─── EXERCISE DATA ───

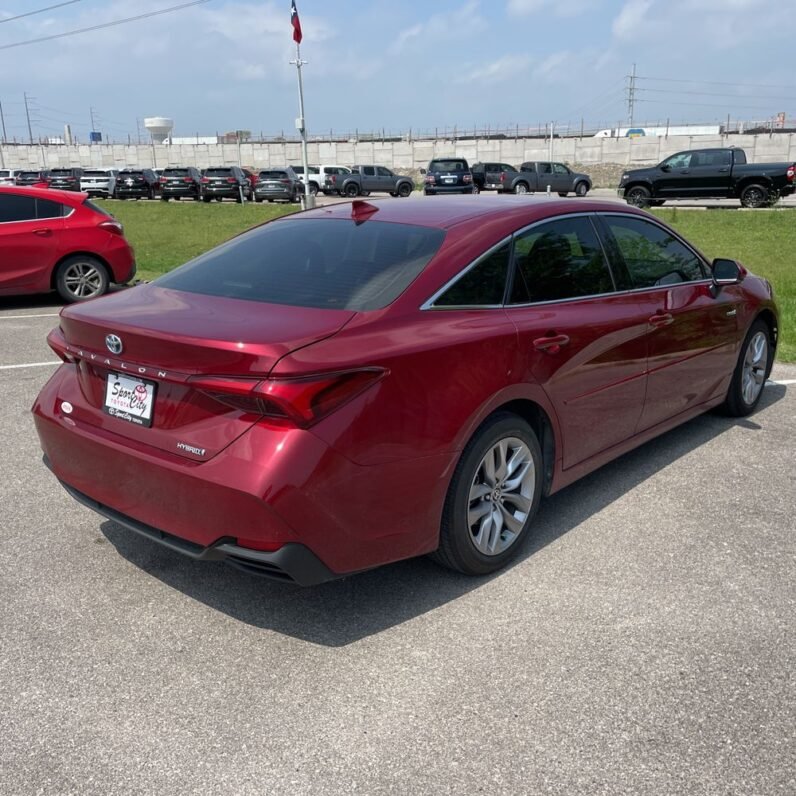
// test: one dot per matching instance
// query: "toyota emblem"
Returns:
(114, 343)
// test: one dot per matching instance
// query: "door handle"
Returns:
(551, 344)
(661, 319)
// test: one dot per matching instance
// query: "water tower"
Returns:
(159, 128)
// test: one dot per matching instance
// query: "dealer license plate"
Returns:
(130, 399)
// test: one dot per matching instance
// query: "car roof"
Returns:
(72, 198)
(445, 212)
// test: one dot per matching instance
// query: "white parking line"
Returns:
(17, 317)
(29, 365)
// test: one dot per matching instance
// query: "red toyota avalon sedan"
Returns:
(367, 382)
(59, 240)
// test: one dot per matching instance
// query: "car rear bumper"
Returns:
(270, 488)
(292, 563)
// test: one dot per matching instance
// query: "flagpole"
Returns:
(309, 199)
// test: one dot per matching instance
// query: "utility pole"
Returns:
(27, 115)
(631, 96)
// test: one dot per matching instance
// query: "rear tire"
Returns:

───

**TASK DIRECTIONS**
Would you copy every line from the listing above that has the string "rear" in it?

**EXERCISE ANSWER**
// query: "car rear bumper"
// query: "rear tire"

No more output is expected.